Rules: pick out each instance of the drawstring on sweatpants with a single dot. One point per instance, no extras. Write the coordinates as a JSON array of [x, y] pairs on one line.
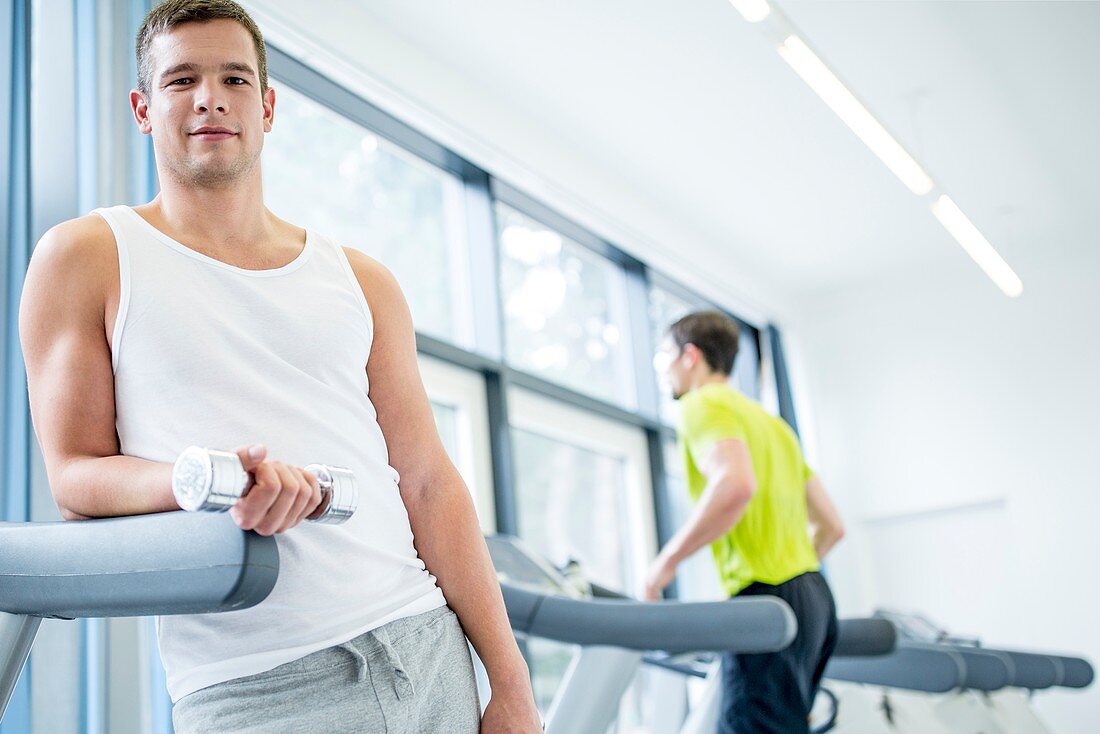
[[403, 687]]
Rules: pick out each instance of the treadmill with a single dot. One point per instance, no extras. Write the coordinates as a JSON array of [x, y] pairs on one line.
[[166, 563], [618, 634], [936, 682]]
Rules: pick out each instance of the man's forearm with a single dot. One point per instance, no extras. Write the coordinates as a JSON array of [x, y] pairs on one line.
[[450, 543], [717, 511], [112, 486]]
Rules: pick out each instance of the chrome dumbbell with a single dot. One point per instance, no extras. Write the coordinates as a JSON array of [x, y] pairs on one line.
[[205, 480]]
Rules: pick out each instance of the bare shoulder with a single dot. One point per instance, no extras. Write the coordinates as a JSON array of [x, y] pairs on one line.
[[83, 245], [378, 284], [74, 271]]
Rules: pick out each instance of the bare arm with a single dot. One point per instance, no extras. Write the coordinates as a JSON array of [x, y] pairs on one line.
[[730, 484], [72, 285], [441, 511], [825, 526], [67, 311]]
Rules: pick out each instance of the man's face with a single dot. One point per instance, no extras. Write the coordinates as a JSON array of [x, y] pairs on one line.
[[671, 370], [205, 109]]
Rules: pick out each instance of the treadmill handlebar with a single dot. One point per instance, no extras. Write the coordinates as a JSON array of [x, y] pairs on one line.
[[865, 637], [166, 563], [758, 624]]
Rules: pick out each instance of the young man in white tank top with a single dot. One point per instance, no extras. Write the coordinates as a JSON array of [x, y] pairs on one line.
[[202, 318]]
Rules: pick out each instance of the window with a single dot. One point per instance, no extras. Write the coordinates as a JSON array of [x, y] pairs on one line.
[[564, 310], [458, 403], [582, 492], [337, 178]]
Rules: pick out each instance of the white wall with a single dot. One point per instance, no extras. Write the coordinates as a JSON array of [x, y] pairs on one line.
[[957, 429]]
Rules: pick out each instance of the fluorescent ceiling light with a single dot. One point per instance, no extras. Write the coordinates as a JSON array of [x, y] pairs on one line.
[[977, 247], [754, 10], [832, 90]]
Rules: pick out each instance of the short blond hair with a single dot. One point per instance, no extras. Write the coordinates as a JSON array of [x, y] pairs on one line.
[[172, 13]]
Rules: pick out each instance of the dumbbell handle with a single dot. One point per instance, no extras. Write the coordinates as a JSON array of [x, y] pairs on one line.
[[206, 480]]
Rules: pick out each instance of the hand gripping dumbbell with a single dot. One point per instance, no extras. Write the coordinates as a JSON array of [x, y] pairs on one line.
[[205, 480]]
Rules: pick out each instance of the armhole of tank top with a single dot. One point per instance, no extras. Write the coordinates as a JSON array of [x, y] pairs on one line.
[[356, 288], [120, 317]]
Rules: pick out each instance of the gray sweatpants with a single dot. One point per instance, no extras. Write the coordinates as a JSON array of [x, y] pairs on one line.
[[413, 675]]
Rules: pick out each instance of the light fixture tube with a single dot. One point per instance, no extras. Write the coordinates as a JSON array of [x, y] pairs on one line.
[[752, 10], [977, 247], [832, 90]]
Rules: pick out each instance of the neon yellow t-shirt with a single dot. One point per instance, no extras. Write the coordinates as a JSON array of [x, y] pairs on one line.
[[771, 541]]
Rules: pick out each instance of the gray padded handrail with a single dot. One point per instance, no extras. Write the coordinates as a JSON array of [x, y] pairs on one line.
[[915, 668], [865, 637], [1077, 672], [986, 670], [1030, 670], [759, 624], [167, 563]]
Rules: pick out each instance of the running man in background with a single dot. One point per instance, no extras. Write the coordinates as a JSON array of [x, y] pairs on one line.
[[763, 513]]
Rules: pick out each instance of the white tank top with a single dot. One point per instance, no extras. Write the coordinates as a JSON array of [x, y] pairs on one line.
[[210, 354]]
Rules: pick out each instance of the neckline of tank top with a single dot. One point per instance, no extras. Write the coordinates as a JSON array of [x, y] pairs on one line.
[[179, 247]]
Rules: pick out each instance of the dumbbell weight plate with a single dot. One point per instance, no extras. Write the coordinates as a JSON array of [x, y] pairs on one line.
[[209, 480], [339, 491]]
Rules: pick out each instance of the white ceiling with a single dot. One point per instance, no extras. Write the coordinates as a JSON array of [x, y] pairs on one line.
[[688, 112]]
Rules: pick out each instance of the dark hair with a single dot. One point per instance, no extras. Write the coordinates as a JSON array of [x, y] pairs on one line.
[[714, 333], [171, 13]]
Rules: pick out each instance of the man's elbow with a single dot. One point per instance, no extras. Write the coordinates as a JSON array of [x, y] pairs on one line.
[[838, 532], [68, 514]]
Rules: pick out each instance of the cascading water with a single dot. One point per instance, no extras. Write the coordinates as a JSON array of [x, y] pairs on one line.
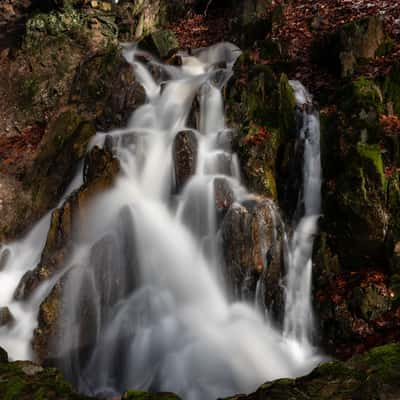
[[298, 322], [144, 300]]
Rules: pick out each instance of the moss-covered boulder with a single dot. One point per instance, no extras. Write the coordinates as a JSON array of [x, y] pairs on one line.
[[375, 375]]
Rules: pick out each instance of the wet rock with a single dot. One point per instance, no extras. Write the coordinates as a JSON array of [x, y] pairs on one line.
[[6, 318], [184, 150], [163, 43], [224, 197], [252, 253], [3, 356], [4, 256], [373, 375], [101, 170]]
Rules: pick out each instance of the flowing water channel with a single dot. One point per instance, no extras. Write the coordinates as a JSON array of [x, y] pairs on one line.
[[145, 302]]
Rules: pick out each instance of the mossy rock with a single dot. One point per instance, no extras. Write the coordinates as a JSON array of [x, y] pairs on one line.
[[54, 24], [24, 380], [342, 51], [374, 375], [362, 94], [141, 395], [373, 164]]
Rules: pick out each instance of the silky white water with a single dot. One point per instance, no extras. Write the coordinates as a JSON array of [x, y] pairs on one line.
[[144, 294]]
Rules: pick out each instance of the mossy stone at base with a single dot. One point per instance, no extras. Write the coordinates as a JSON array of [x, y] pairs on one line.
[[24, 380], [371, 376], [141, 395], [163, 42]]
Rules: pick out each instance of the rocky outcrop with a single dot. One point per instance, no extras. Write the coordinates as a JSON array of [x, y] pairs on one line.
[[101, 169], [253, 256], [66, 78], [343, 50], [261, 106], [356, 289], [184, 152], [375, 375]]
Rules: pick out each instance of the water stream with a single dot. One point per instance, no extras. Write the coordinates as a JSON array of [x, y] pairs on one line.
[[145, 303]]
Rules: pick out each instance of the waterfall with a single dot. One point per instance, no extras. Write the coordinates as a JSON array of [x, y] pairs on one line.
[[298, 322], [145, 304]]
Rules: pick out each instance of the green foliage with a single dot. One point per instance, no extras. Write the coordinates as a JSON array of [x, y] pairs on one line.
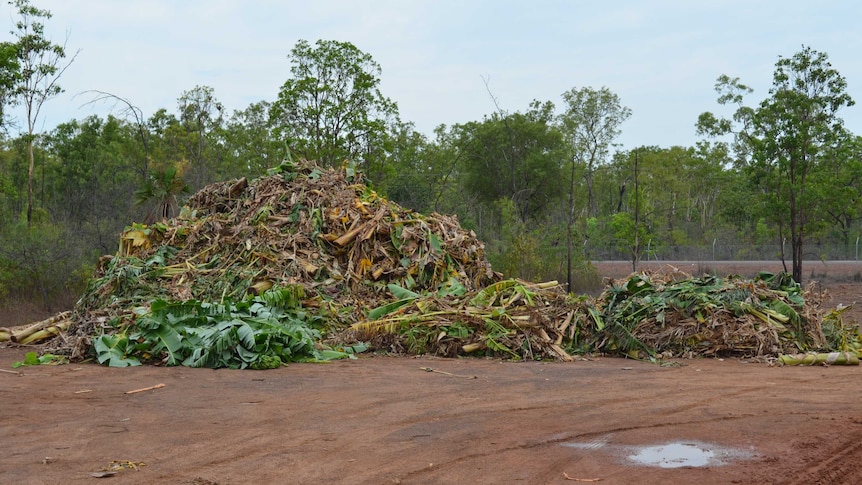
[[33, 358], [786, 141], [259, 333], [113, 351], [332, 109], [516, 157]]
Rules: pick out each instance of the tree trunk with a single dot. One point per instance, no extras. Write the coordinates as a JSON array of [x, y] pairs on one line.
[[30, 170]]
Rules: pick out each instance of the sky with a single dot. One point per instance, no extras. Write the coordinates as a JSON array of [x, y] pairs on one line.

★ ★ ★ ★ ★

> About this task
Before duplicating the entries above, strip out the pictures and keep the rest exact.

> Answer section
Rules: pick out each instance of the drawstring on sweatpants with a single dot. One point per instance, no extras. Write the coordinates as a JSON array of [x, y] pairs on one line.
[[403, 687]]
Rules: pick out each instance of the treadmill with a single dot. One point per instance, no extras. Write the coordinates as a JSON array of [x, y] pairs on one line.
[[166, 563], [618, 634], [936, 682]]
Rules: pick out each instance of the man's forearm with a single dot. One point per instance, no extras. Write the coordinates as a JSON array of [x, y] pairs on one line.
[[450, 543], [717, 511], [112, 486]]
Rules: pick out each instance of the chrome dumbbell with a single dot. One point per instance, no extras. Write the coordinates as a JSON array of [x, y] pairs on one line.
[[205, 480]]
Rules: pick out each instance of the bare shoulder with a single dot. One point per instance, no extras. Write the coordinates as a JSON array of [x, y] pairs on one line.
[[83, 245], [378, 284], [74, 271]]
Rules: pick out each instance of the bare arm with a single dot. One point per instance, no extras. Write the coordinates as a JSON array of [x, y] pairs on one line.
[[730, 484], [72, 285], [441, 511], [825, 526], [67, 311]]
Rules: pick out each instance of the man's face with a single dot. One point per instance, no extras. Write the coordinates as a JSON array of [x, y] pairs on one line.
[[671, 370], [205, 109]]
Rules: pick out each instance of the treadmill handlebar with a single dot. One point per instance, no extras. Write the coordinates as a JSON array of [x, y] pairs on one line.
[[865, 637], [166, 563], [758, 624]]
Rules: pick out each instance of the young man in white tank top with a single dot. One point per instance, no extras. Write the coordinates as a JSON array of [x, y] pairs on one line.
[[202, 318]]
Rules: pick out each instance of the window with a single dot. One point per instance, no extras. Write the coordinates as a JSON array of [x, y] pairs on one line.
[[564, 310], [458, 403], [582, 492], [337, 178]]
Rules: pick out each instance of the white wall with a single dot. One point per instance, no extras. Write the coordinates as a JSON array of [x, y] pairs on one line.
[[957, 429]]
Rules: pick out each instance of the fluorescent ceiling light with a single dot. One point per instance, no extras. Write the coordinates as a JSON array of [x, y] pairs on one line.
[[977, 247], [754, 10], [832, 90]]
Rules: pick out each instance of the short blond hair with a single dot. One point per instance, no extras. Write the coordinates as a JSON array of [x, y] pairs on one line.
[[172, 13]]
Rules: pick out each instance of the dumbbell handle with a single dot. One point per instance, no extras. Write the coordinates as a JSON array of [x, y] pairs on one line.
[[206, 480]]
Rules: pick out each instance of the hand gripping dumbbell with a single dot. One point per instance, no extras. Write the coordinates as a JSON array of [x, y] pairs on one line.
[[205, 480]]
Rules: pick out each instance of the armhole of tank top with a single dot. One point per instance, no extras. Write the coordinates as a JSON array of [x, y] pairs on one line.
[[356, 288], [120, 317]]
Rules: pick out each instance of the gray sweatpants with a single dot. One point per instance, no extras. Write the coordinates as a JSON array of [x, y] pairs on one line.
[[413, 675]]
Rules: pick out each instance of the light fixture tube with a single dot. One point per instance, no extras. Write the coordinates as a JSON array of [x, y] pairs on one line.
[[752, 10], [977, 247], [832, 90]]
Rules: pick out each instance of the neon yellow t-shirt with a single dot. One point per instance, no extras. Write the coordinates as a JSON array of [x, y] pairs on one line.
[[771, 541]]
Rules: pick out each instance of the gray padded handrail with a single dot. One point per instance, no extras. Write the coordinates as a JSON array of [x, y] pairs on one line.
[[915, 668], [865, 637], [1077, 672], [986, 670], [1030, 670], [759, 624], [167, 563]]
Rules: pick out each instance of the running man in background with a single dot. One point per instance, no extras. Write the coordinates as a JSON array of [x, y] pairs on one line.
[[763, 513]]
Rules: pick out each instance of the white tank top with a single dot. One point per instance, no extras. Write the coordinates as a JSON array of [x, y] pairs on one line.
[[210, 354]]
Rules: pick out each instance of the neckline of tank top with a single dot. One point per instance, no extras. Write the coordinates as a JSON array of [x, y] pairs on one line.
[[179, 247]]
Rules: pick out each instance of the dumbbell weight plate with a single dot. One point per instance, no extras. Write the coordinates as a JSON array of [x, y] pairs on one line.
[[209, 480], [339, 491]]
Rules: pick out each instance of the white ceiling with a single dot. One point per instance, no extras. Write the coordinates as a JSON array of [x, y] pairs on one line.
[[688, 112]]
Rules: pick out each instance of the dark hair with a single dot. One point per instance, no extras. Write the coordinates as a JSON array of [x, y] pairs on one line.
[[714, 333], [171, 13]]
Rules: pick out each instance of the man's elbow with a single dot. One point per instance, no extras. Write the coordinates as a JSON array of [x, y] pairs on one line.
[[838, 532], [68, 514]]
Rules: pick out each instance of the cascading water with a single dot. One point per instance, no extras. Write the coordinates as a JSON array of [x, y] pairs on one line.
[[298, 322], [144, 300]]
Rules: pick out each instance of the moss-covered boulder with a single dot. One point per instance, no extras. Write the coordinates as a JSON array of [x, y] pairs on one line.
[[375, 375]]
Rules: pick out each instance of the wet rock with a single dot. One point per instance, no extras. Write the coordinates as a JSON array of [x, y] pairs on one line.
[[6, 318], [184, 150], [163, 43], [224, 197], [252, 253], [3, 356], [4, 256], [373, 375], [101, 170]]
Rules: pick out each instance of the flowing water channel with a single dot. One point per instance, no extras. Write the coordinates as a JSON array of [x, y] pairs on one line.
[[145, 302]]
Rules: pick out each instance of the mossy rock with a single dot. One point per instance, no extras. Write the coordinates as a JSON array of [x, y] pairs on one line.
[[54, 24], [24, 380], [342, 51], [374, 375], [362, 94], [141, 395], [373, 164]]
Rules: pick out each instance of the silky white water with a single dot. One point per instance, no extras. Write the coordinates as a JSON array of [x, y] pairs on one line.
[[144, 294]]
Rules: pick out each instance of the mossy stone at base with a single dot. One point per instance, no extras. Write the coordinates as a JSON array of [x, y] pairs on one line.
[[24, 380], [371, 376], [141, 395], [163, 42]]
Rules: pick out each instance of the rocky outcrop with a single dot. One point per instance, no extras. Write the coordinates as a JSON array of [x, y] pairs on one line.
[[101, 169], [253, 256], [66, 78], [343, 50], [261, 106], [356, 289], [184, 152], [375, 375]]
Rules: pick out each instance of the water stream with a single dot. One point per instance, no extras. Write the coordinates as a JSON array of [x, y] pairs on one line.
[[145, 303]]
Rules: pick out each instance of the waterfall with a single dot. One point per instance, no extras. Write the coordinates as a JSON array of [x, y] pairs on one line.
[[298, 322], [145, 304]]
Rules: pick out each instance of the green foliage with a single dot. One point per instance, no extras. Write the coordinates as a JSON array of [x, y] pairs on one line.
[[33, 358], [786, 141], [259, 333], [113, 351], [332, 109], [516, 157]]
Rules: pick out each instance of the tree trunk with a single dot. One point per instance, no extras. Write the coordinates as a JSON array of [x, y] pairs on one line.
[[30, 170]]
Rules: pick out each instance of the sky with a single dot. One point per instance, no extras. Write the coordinates as a JSON array of [x, y] pairs on one line.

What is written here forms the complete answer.